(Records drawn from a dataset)
- Opening Delimiter -

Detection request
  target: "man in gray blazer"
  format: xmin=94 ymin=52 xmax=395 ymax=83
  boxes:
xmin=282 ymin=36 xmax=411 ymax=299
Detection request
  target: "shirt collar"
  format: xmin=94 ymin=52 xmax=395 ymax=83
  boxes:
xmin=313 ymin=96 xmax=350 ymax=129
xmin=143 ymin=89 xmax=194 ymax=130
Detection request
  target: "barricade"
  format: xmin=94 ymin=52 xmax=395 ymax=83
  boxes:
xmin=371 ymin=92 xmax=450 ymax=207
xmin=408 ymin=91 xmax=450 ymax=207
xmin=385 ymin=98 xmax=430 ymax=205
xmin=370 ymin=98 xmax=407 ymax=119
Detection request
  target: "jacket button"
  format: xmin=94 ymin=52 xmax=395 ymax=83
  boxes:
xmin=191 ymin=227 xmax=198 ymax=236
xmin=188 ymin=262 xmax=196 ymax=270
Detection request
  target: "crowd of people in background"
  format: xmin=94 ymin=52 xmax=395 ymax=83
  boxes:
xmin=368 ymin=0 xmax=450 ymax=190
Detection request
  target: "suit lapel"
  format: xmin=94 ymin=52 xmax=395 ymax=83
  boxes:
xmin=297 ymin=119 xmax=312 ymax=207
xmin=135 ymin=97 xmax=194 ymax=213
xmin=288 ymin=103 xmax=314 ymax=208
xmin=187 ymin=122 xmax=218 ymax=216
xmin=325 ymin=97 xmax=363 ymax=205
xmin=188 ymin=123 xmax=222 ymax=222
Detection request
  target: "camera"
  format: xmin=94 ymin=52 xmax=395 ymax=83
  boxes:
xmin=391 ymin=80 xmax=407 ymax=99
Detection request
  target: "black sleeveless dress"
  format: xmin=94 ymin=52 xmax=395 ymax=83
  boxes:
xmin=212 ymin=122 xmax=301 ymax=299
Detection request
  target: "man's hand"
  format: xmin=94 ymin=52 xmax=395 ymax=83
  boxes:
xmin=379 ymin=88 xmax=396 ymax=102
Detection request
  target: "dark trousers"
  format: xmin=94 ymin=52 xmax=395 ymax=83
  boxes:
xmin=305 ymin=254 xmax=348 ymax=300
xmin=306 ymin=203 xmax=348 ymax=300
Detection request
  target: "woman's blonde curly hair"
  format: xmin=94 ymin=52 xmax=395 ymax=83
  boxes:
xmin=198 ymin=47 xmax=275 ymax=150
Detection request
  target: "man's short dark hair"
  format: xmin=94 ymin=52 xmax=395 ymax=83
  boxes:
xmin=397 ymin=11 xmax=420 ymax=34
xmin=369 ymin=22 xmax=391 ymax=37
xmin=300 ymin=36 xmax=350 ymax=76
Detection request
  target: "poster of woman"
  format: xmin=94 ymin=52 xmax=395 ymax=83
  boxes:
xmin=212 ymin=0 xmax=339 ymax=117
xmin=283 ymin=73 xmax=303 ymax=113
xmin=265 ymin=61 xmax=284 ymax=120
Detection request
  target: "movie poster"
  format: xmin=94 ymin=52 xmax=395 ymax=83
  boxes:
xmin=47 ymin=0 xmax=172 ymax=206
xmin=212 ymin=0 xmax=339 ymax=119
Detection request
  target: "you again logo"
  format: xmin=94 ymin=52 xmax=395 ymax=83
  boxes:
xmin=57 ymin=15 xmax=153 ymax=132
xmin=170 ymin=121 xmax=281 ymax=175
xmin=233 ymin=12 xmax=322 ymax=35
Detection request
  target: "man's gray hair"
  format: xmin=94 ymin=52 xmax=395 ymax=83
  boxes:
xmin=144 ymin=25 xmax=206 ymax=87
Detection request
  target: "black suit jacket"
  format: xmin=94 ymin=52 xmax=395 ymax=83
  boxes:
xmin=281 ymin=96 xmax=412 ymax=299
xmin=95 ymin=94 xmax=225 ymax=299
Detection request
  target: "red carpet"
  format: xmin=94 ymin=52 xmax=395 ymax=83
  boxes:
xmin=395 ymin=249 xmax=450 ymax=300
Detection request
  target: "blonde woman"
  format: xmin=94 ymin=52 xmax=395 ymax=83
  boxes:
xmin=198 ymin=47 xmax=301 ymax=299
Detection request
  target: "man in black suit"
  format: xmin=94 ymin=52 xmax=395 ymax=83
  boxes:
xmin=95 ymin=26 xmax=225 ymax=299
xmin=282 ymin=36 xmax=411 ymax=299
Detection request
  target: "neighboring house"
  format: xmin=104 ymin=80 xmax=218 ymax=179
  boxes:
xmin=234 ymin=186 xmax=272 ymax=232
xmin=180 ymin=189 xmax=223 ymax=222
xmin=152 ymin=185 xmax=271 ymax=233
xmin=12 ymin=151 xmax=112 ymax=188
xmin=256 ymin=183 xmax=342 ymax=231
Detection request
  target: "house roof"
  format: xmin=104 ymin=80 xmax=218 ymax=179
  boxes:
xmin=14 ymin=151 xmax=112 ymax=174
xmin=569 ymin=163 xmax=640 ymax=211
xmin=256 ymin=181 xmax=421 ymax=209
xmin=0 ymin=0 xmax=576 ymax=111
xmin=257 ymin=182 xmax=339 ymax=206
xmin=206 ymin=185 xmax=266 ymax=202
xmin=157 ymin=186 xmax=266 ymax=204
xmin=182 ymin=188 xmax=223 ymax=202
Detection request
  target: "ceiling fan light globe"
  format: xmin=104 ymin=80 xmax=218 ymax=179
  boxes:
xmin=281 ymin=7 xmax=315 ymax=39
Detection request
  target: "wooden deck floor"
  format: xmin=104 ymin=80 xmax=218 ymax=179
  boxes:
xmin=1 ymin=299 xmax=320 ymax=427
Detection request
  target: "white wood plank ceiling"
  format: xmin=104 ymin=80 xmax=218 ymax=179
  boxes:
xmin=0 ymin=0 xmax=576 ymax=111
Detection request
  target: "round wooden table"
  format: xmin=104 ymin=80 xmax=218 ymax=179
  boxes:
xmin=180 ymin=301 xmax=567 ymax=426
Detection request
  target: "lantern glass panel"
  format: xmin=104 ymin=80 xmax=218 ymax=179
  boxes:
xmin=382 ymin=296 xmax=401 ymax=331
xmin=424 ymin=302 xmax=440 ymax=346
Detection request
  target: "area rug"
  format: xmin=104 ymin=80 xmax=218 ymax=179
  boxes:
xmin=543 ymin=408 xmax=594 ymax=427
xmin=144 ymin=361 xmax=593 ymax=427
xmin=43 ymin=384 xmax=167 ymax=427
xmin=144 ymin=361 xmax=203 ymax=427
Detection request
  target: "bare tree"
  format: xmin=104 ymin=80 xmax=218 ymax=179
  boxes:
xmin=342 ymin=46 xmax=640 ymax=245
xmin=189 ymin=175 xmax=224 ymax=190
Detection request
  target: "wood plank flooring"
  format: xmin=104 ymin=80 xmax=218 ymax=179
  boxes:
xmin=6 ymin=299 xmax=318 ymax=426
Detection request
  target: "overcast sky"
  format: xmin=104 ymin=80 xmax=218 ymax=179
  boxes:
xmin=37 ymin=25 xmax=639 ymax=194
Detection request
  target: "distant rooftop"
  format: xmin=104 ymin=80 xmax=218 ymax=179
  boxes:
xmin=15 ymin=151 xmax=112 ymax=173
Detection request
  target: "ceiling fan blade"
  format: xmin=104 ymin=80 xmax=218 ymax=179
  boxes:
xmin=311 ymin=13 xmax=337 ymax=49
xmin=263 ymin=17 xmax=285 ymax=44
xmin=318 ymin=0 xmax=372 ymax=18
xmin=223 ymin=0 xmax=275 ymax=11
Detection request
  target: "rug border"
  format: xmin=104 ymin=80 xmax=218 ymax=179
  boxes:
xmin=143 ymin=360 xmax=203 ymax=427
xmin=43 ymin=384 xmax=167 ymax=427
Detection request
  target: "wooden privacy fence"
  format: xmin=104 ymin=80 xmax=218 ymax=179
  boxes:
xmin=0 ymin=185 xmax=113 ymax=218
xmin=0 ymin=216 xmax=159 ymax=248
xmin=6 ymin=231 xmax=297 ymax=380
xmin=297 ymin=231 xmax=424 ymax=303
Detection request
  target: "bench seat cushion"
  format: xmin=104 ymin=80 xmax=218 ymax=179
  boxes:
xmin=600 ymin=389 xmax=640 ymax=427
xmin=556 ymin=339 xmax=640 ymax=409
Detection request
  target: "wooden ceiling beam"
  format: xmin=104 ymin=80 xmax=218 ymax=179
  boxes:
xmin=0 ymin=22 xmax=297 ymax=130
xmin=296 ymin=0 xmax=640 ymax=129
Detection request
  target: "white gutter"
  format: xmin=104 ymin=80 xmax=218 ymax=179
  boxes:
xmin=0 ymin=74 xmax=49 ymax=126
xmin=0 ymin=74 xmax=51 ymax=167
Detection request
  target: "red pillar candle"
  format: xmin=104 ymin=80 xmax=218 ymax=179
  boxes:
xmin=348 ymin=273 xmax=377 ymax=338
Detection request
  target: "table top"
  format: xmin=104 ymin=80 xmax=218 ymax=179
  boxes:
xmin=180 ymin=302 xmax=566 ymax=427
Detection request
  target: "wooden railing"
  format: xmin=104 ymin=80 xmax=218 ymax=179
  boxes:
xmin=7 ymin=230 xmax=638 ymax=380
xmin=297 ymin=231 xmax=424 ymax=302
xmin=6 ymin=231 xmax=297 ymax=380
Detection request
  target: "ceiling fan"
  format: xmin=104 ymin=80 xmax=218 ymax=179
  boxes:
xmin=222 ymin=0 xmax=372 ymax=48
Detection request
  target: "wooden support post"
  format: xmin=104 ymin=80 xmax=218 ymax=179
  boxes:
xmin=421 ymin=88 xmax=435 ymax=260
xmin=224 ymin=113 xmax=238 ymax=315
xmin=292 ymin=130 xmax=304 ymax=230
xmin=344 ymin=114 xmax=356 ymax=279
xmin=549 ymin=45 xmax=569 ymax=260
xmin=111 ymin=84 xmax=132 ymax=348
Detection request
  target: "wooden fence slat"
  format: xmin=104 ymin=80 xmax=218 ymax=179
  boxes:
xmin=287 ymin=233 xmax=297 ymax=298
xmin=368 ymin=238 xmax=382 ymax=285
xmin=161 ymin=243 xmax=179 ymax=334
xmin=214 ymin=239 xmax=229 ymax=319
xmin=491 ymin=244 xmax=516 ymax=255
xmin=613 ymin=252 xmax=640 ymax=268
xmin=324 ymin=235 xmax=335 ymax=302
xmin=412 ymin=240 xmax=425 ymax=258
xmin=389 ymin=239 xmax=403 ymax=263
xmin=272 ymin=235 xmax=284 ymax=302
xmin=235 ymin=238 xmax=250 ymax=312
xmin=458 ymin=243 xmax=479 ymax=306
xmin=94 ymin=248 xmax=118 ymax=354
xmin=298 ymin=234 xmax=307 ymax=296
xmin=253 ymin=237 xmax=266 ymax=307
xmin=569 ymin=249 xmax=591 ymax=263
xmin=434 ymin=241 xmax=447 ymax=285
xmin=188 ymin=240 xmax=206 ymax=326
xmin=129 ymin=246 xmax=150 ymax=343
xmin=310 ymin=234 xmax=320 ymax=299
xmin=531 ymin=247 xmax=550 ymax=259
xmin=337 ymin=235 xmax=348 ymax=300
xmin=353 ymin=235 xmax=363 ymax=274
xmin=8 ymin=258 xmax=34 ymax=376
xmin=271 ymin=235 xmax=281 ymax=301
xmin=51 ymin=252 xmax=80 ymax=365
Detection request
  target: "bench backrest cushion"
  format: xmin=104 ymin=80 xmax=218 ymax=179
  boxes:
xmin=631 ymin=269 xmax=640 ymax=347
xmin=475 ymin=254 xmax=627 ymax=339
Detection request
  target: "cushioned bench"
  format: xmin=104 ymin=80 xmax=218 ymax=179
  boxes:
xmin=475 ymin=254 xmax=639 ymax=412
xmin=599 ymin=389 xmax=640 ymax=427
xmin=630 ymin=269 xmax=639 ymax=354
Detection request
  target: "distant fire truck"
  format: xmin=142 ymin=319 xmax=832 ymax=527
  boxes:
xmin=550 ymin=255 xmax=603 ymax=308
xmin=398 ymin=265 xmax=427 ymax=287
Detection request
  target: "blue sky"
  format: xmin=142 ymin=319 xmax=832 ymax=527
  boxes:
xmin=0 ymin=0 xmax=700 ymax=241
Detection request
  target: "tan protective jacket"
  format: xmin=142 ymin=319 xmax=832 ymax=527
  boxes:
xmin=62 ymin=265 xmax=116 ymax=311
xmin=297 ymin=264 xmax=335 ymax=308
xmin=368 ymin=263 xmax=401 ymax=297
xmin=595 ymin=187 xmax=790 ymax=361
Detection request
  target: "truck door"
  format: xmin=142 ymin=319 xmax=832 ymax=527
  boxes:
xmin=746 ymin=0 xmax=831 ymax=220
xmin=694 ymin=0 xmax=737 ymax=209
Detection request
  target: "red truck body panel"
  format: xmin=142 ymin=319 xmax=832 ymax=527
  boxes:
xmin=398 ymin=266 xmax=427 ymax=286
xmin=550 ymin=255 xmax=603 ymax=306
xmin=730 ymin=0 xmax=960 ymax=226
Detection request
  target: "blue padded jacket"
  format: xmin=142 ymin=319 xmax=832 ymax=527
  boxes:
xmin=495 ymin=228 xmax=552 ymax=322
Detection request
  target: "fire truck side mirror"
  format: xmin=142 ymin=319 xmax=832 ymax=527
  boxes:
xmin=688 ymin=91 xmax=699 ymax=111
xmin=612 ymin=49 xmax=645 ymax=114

- Closing Delimiter -

▸ Task item:
Search the entries for the string "panel" and collect each line that has it.

▸ Task result:
  target: "lantern glass panel"
  target: "red truck body panel"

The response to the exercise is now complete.